((

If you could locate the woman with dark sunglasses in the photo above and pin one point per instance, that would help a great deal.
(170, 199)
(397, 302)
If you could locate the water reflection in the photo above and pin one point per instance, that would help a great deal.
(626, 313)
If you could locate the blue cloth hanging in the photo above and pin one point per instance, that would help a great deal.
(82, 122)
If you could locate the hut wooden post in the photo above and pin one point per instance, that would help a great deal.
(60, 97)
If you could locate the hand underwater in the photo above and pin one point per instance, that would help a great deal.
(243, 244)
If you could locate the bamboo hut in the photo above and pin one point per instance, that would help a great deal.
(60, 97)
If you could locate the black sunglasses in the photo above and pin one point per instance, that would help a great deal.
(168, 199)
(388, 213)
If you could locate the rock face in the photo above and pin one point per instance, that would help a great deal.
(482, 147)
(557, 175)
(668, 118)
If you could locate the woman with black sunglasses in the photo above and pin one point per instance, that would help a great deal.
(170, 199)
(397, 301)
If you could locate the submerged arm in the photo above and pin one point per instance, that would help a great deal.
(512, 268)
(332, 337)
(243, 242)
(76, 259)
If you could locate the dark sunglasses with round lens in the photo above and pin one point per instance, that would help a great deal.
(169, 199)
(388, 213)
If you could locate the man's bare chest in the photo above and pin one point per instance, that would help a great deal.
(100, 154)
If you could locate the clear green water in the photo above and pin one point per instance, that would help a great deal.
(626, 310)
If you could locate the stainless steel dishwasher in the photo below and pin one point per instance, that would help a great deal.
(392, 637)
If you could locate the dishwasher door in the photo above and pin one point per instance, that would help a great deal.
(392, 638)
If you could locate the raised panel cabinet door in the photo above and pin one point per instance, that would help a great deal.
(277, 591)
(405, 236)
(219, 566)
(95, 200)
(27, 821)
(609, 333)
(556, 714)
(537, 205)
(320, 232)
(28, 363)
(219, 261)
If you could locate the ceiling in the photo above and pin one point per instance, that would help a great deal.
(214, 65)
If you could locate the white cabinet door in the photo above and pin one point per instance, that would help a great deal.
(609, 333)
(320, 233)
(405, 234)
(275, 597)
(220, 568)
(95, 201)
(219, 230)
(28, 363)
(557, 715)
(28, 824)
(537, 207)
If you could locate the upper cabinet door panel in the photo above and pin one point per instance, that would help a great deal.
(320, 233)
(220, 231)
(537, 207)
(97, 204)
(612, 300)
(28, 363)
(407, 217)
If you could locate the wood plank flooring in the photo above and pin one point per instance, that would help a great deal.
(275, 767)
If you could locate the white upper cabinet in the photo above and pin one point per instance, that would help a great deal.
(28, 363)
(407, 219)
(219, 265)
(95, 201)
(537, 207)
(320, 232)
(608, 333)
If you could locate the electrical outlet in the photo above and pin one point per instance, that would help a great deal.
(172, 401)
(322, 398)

))

→ The problem:
Reproduce each entry above character for character.

→ Solution for this exercise:
If you could locate the woman with dark sunglasses in the photo above and pin one point per instance, that would help a great deal.
(170, 199)
(397, 302)
If you could locate the water reflection in the photo above and pin one point per instance, that would help a great deal.
(626, 313)
If you could locate the blue cloth hanging in the photo above and pin one point per instance, that would help a great deal.
(82, 122)
If you could locate the hut wooden post in the photo above and pin one point per instance, that would help a great deal.
(60, 97)
If you could locate the hand underwater in the photo above and pin one point per instance, that would help a great deal.
(243, 244)
If you could locate the bamboo hut in the photo above and pin one point per instance, that would help a great deal.
(60, 97)
If you could locate the black sunglasses in the photo above and pin one point per instance, that would help a great deal.
(168, 199)
(388, 213)
If you could locate the rock face in the photo above and pin one point per instance, that would help a great deal.
(482, 147)
(557, 175)
(668, 118)
If you could locate the woman with black sunglasses in the photo above and pin one point per instance, that would help a great deal.
(170, 199)
(397, 301)
If you could locate the submerged arm in the photo above and pin one point per instance, that would help a great deal.
(512, 268)
(332, 337)
(243, 242)
(76, 259)
If you could locate the dark sunglasses with round lens in the photo above and pin one point per instance, that would help a great deal.
(169, 199)
(388, 213)
If you could locate the man's bare chest in the photo above and pin one point per instance, that would help a great deal.
(100, 154)
If you could locate the clear green water in the photo above and pin one point per instance, that would help a great deal.
(626, 310)
If you could locate the stainless steel dishwasher in the photo below and pin one point per instance, that would help a great deal.
(392, 637)
If you could locate the dishwasher door in the photo above and pin one point per instance, that would help a great deal.
(392, 638)
If you could locate the raised panel cabinet door in the photo above and pin one point per instance, that would help a great deal.
(277, 591)
(405, 236)
(219, 566)
(95, 200)
(27, 821)
(609, 333)
(556, 714)
(537, 205)
(320, 232)
(28, 363)
(219, 261)
If you could locate the ceiling in the photo above and pin one point per instance, that would help a great deal.
(214, 65)
If you could locate the white cabinet door in the photo above and pin one point per instance, that would help a great deal.
(609, 333)
(320, 233)
(405, 234)
(275, 597)
(220, 568)
(95, 201)
(219, 230)
(28, 363)
(557, 715)
(28, 824)
(537, 207)
If you could locate the upper cabinet door panel in the photo above and pin one point per instance, that would help a great deal.
(320, 233)
(220, 231)
(537, 207)
(97, 204)
(612, 300)
(28, 363)
(407, 217)
If you could locate the wood plank flooring in the photo above and pin one point per instance, that would help a great deal.
(275, 767)
If you could locate the white upper cabinet in the photo above and pin one point per instance, that would help a great deal.
(28, 363)
(407, 219)
(219, 265)
(95, 201)
(537, 207)
(320, 232)
(608, 333)
If you could locate the electrical outlet in the photo above and pin one point per instance, that would help a great deal.
(172, 401)
(322, 398)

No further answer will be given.